## Recorded data:
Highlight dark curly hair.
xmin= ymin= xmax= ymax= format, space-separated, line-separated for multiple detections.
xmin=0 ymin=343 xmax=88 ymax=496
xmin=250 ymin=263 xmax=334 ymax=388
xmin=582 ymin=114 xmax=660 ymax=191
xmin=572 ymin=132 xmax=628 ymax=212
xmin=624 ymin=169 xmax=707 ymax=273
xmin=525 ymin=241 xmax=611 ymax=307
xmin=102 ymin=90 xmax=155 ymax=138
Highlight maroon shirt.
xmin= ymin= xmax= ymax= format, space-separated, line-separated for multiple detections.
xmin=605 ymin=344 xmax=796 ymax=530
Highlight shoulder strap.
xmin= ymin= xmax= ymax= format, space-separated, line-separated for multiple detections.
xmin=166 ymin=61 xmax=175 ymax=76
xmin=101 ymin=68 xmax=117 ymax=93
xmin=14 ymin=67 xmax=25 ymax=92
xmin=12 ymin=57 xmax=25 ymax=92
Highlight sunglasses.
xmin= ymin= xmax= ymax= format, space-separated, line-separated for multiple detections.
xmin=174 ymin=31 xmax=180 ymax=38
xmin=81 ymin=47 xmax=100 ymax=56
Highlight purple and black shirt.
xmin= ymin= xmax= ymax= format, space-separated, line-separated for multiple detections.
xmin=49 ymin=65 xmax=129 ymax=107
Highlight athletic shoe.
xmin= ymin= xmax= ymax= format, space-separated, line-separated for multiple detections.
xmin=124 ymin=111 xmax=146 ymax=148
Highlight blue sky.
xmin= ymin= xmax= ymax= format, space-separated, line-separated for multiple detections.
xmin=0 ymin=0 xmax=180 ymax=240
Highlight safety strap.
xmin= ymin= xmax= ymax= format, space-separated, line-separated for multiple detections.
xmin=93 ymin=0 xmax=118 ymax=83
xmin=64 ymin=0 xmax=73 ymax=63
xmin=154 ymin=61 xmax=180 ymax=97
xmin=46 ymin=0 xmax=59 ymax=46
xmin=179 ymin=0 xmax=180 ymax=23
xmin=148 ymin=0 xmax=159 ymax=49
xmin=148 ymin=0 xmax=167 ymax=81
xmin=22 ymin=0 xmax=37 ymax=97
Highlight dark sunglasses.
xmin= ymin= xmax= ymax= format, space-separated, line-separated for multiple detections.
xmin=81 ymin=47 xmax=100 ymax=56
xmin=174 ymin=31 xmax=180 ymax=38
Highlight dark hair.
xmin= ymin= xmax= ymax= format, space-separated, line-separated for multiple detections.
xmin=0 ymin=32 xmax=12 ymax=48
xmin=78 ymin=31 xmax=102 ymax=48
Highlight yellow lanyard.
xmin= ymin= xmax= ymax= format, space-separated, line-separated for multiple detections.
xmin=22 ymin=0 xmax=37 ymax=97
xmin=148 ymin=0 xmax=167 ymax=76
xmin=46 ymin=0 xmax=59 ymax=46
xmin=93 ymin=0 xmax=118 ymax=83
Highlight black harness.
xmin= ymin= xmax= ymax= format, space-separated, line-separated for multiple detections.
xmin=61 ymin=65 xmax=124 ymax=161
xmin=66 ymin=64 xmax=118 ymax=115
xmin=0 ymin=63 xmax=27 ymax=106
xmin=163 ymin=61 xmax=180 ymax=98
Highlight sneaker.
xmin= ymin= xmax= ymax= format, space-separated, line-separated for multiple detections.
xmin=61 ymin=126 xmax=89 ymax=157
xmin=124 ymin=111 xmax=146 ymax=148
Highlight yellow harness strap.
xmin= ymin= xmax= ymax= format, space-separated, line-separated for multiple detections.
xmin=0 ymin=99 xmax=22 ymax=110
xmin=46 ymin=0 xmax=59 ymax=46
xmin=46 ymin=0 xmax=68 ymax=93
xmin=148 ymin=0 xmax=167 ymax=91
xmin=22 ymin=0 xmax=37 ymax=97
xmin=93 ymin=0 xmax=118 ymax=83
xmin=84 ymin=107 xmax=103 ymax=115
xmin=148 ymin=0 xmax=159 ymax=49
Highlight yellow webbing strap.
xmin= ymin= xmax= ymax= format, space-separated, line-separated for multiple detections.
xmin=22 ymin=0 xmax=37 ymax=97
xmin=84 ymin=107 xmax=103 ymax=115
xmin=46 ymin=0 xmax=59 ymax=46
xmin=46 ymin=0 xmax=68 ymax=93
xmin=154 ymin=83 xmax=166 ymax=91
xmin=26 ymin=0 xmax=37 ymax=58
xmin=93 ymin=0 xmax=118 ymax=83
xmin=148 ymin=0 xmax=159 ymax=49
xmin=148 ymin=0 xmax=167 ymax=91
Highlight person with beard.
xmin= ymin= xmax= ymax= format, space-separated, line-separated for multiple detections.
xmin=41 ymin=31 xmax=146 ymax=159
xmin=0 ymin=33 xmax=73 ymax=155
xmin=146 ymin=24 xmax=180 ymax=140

## Task:
Return all of the items above word for word, keeping every line unchanged.

## Result of this task:
Highlight dark curly hair.
xmin= ymin= xmax= ymax= format, space-separated, line-separated for multiple detections.
xmin=0 ymin=343 xmax=88 ymax=496
xmin=250 ymin=263 xmax=334 ymax=388
xmin=582 ymin=114 xmax=660 ymax=191
xmin=572 ymin=132 xmax=628 ymax=212
xmin=624 ymin=169 xmax=707 ymax=273
xmin=525 ymin=241 xmax=611 ymax=307
xmin=102 ymin=90 xmax=155 ymax=138
Highlight maroon shirt.
xmin= ymin= xmax= ymax= format, space-separated, line-separated for multiple detections.
xmin=605 ymin=344 xmax=796 ymax=530
Highlight shoulder strap.
xmin= ymin= xmax= ymax= format, space-separated, line-separated for multiple detections.
xmin=166 ymin=61 xmax=175 ymax=76
xmin=101 ymin=68 xmax=117 ymax=93
xmin=14 ymin=67 xmax=25 ymax=92
xmin=12 ymin=57 xmax=25 ymax=92
Highlight sunglasses.
xmin= ymin= xmax= ymax= format, space-separated, line-separated for multiple detections.
xmin=174 ymin=31 xmax=180 ymax=38
xmin=81 ymin=47 xmax=100 ymax=56
Highlight purple and black shirt.
xmin= ymin= xmax= ymax= format, space-separated, line-separated for multiple detections.
xmin=49 ymin=65 xmax=129 ymax=107
Highlight athletic shoe.
xmin= ymin= xmax= ymax= format, space-separated, line-separated for multiple detections.
xmin=124 ymin=111 xmax=146 ymax=148
Highlight blue sky.
xmin= ymin= xmax= ymax= format, space-separated, line-separated for multiple detections.
xmin=0 ymin=0 xmax=180 ymax=240
Highlight safety strap.
xmin= ymin= xmax= ymax= format, space-separated, line-separated for multiple detections.
xmin=93 ymin=0 xmax=118 ymax=83
xmin=64 ymin=0 xmax=73 ymax=63
xmin=154 ymin=61 xmax=180 ymax=97
xmin=46 ymin=0 xmax=59 ymax=46
xmin=179 ymin=0 xmax=180 ymax=23
xmin=148 ymin=0 xmax=159 ymax=49
xmin=148 ymin=0 xmax=167 ymax=81
xmin=22 ymin=0 xmax=37 ymax=97
Highlight dark sunglasses.
xmin= ymin= xmax= ymax= format, space-separated, line-separated for multiple detections.
xmin=81 ymin=47 xmax=100 ymax=56
xmin=174 ymin=31 xmax=180 ymax=38
Highlight dark hair.
xmin= ymin= xmax= ymax= format, space-separated, line-separated for multiple detections.
xmin=0 ymin=32 xmax=12 ymax=48
xmin=78 ymin=31 xmax=102 ymax=48
Highlight yellow lanyard.
xmin= ymin= xmax= ymax= format, space-separated, line-separated for multiple detections.
xmin=22 ymin=0 xmax=37 ymax=97
xmin=148 ymin=0 xmax=167 ymax=76
xmin=46 ymin=0 xmax=59 ymax=46
xmin=93 ymin=0 xmax=118 ymax=83
Highlight black harness.
xmin= ymin= xmax= ymax= format, space-separated, line-separated for multiple detections.
xmin=61 ymin=65 xmax=124 ymax=161
xmin=66 ymin=64 xmax=118 ymax=115
xmin=0 ymin=63 xmax=27 ymax=106
xmin=163 ymin=61 xmax=180 ymax=98
Highlight sneaker.
xmin= ymin= xmax= ymax= format, space-separated, line-separated for multiple detections.
xmin=61 ymin=126 xmax=89 ymax=157
xmin=124 ymin=111 xmax=146 ymax=148
Highlight yellow harness strap.
xmin= ymin= xmax= ymax= format, space-separated, line-separated for multiple detections.
xmin=0 ymin=99 xmax=22 ymax=110
xmin=46 ymin=0 xmax=59 ymax=46
xmin=46 ymin=0 xmax=68 ymax=93
xmin=148 ymin=0 xmax=167 ymax=91
xmin=22 ymin=0 xmax=37 ymax=97
xmin=93 ymin=0 xmax=118 ymax=83
xmin=84 ymin=107 xmax=103 ymax=115
xmin=148 ymin=0 xmax=159 ymax=49
Highlight yellow webbing strap.
xmin= ymin= xmax= ymax= format, space-separated, line-separated for multiple detections.
xmin=22 ymin=0 xmax=37 ymax=97
xmin=84 ymin=107 xmax=103 ymax=115
xmin=46 ymin=0 xmax=59 ymax=46
xmin=46 ymin=0 xmax=68 ymax=93
xmin=154 ymin=83 xmax=166 ymax=91
xmin=26 ymin=0 xmax=37 ymax=58
xmin=93 ymin=0 xmax=118 ymax=83
xmin=148 ymin=0 xmax=159 ymax=49
xmin=148 ymin=0 xmax=167 ymax=91
Highlight person with beard.
xmin= ymin= xmax= ymax= format, space-separated, line-separated for multiple detections.
xmin=41 ymin=31 xmax=146 ymax=159
xmin=0 ymin=33 xmax=73 ymax=155
xmin=146 ymin=24 xmax=180 ymax=140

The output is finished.